▶ [SUPPLIED TEXT]:
━━━━━━

I love the Suspension Bridge. It is my favorite Wheeling landmark. I love that it was built by Irish and Scottish masons, among other hard workers in 1849. I love its historical significance, being the longest span of its kind in the world when it was built. I use it all the time, whenever I am going from my house to downtown Wheeling. I don't want to see it destroyed by people who don't follow the rules. Nor do I want to see people get hurt.
So, what are the rules, you ask? Well, they are posted right there at the entrances from the island and downtown. First, cars should be at 50-feet intervals, not lined up bumper to bumper as I witnessed this morning. In fact, coming from the island, there are TWO signs right next to each other that state that fact, with the second one warning "Strictly Enforced." I confess I have not always kept a 50-foot distance from the car in front of me. But sitting bumper to bumper is insane. I know it's because of the sign work and restricted lanes on the I-70 Fort Henry Bridge that people are using the Suspension Bridge as a detour. But I will tell you I turned my car around and chose to sit in the Fort Henry Bridge traffic rather than risk a plunge into the river. And I will be following the rule from now on. Honk at me all you want.
Trucks are prohibited — there's a sign right there with a truck and a red circle and slash through it. Trucks constantly use the bridge, though. This morning, I saw a local business' work truck turning onto Main from the bridge. The weight limit is 2 tons. That truck was definitely over weight. Two tons is 4,000 pounds. Your mid-size sedan, wagon or SUV is probably over the limit. A Subaru Outback, for instance, pushes the weight limit. The Outback has a 3,500 pound curb weight -- that doesn't include passengers, fuel and cargo. Here's a link to some car weights provided by Motor Trend and USA Today. You should be able to find your vehicle's weight on the inside of the driver side door or in your user's manual.

━━━━━━

▶ [ITEMS]:
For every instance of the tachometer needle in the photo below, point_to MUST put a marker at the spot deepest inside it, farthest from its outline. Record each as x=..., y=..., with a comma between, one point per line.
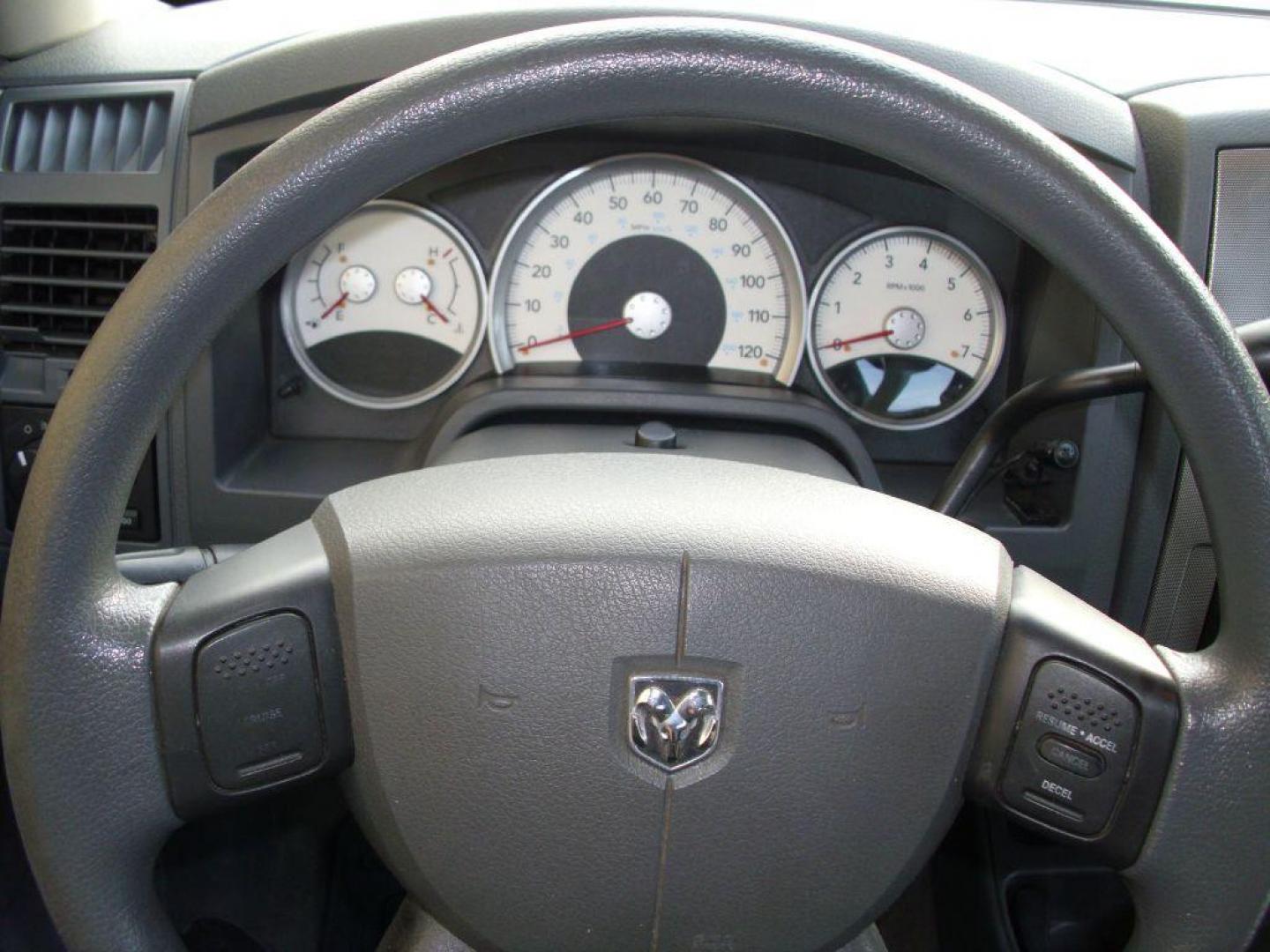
x=571, y=335
x=846, y=344
x=340, y=302
x=426, y=302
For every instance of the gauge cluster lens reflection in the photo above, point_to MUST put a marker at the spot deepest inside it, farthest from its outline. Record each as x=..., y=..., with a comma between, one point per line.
x=385, y=310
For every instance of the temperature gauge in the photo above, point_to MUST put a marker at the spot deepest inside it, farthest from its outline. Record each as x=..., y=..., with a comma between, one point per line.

━━━━━━

▶ [AIM OF THE TASK]: Pick up the piece on the Wheeling Suspension Bridge rules after its final sentence and write the next part. The rows have nothing to do with what comes next.

▶ [EXERCISE RESULT]:
The speed limit is 25 miles per hour, also posted. I've seen cars treat it like a raceway.
I spoke with David Sada from the bridge division of West Virginia Department of Transportation District 6 today about what I witnessed this morning. He said overweight trucks are a "continual problem" on the Suspension Bridge. And the car-length interval is a measure put in place so weight is distributed such that it does not overburden the span. When it is not followed, "it can't help the bridge," he said.
Mr. Sada assured me the bridge was inspected just last week by a Weirton firm, and the inspectors found "no major structural loss." The cable that recently was replaced on the bridge had nothing to do with violations of the weight limit, he said.
But he also said he will be contacting the Wheeling Police Department to keep an eye out for violators. The signs are just like any other road sign and must be obeyed.
"It's like a stop sign. Stop means stop. Two tons means two tons," he said.